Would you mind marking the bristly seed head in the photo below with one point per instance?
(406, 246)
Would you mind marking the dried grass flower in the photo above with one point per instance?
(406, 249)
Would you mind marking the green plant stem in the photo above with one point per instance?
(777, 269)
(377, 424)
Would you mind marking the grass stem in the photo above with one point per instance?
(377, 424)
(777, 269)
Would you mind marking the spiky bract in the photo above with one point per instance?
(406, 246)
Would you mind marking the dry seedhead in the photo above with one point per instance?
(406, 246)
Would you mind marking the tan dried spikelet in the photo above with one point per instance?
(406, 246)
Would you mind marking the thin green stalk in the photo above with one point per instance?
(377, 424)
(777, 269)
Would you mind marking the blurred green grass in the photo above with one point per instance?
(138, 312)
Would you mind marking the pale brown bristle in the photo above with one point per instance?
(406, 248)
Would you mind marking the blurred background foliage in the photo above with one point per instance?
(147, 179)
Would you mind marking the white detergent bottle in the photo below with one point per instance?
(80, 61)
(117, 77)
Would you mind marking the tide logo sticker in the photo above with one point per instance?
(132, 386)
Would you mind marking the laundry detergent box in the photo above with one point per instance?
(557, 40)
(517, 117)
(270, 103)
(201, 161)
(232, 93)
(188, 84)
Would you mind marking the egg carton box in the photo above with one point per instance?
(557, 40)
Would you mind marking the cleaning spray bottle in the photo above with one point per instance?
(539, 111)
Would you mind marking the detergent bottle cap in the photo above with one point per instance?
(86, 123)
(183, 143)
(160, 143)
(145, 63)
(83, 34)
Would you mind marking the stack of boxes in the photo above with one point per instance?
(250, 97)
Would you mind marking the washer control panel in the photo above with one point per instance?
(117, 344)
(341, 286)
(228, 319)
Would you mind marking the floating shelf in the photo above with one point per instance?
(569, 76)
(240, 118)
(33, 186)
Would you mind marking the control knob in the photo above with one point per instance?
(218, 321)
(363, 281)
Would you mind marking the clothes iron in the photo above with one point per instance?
-----
A verbatim output of all the data above is needed.

Solution below ▸
Would you mind marking the bristly seed head in the photo below with one point per instance?
(406, 246)
Would you mind marking the dried grass flower in the photo above with one point per instance?
(406, 249)
Would you mind marking the green plant stem in the photo above with one point per instance?
(777, 269)
(377, 424)
Would you mind marking the grass stem in the photo above with one point per instance?
(377, 424)
(777, 269)
Would you mind marking the spiky bract in the photo above with one point per instance?
(406, 246)
Would you mind marking the dry seedhead in the photo above with one point per instance?
(406, 246)
Would you mind marking the tan dried spikelet in the photo above with one point per instance?
(406, 246)
Would you mind marking the thin green stalk in the photo above with one point per instance?
(377, 424)
(777, 269)
Would you mind marking the blurred green grass in the photo above with one point per instance?
(138, 312)
Would you mind marking the pale brown bristle in the photo above with one point per instance?
(406, 248)
Would you mind marking the blurred background foliage in the photo above with one point per instance?
(147, 179)
Would you mind marking the white detergent bottle in the photo below with one point per instance?
(80, 61)
(117, 77)
Would you mind marking the tide logo sticker in the photo above with one point per instance?
(132, 386)
Would you mind marking the laundry detergent box in the photo above with one point per instance?
(557, 40)
(517, 117)
(270, 103)
(201, 161)
(232, 93)
(188, 84)
Would you mind marking the egg carton box in the photo above with one point per instance?
(557, 40)
Would you mind marking the cleaning spray bottle in the photo above with one point per instance?
(539, 111)
Would you mind marking the detergent bottle cap in the photo above with one point per instance?
(86, 123)
(183, 143)
(160, 143)
(145, 63)
(83, 34)
Would you mind marking the stack of boxes in the photo above with one point per instance?
(250, 97)
Would you mind marking the washer control panel in the photo above with one point per instance?
(117, 344)
(341, 286)
(228, 319)
Would you mind marking the floating shelf in the photo above with one point per instance?
(569, 76)
(240, 118)
(33, 186)
Would you mind marking the control knob in the photo above with one point per instance?
(218, 321)
(363, 281)
Would you mind marking the clothes iron in the photo above with one point per instance?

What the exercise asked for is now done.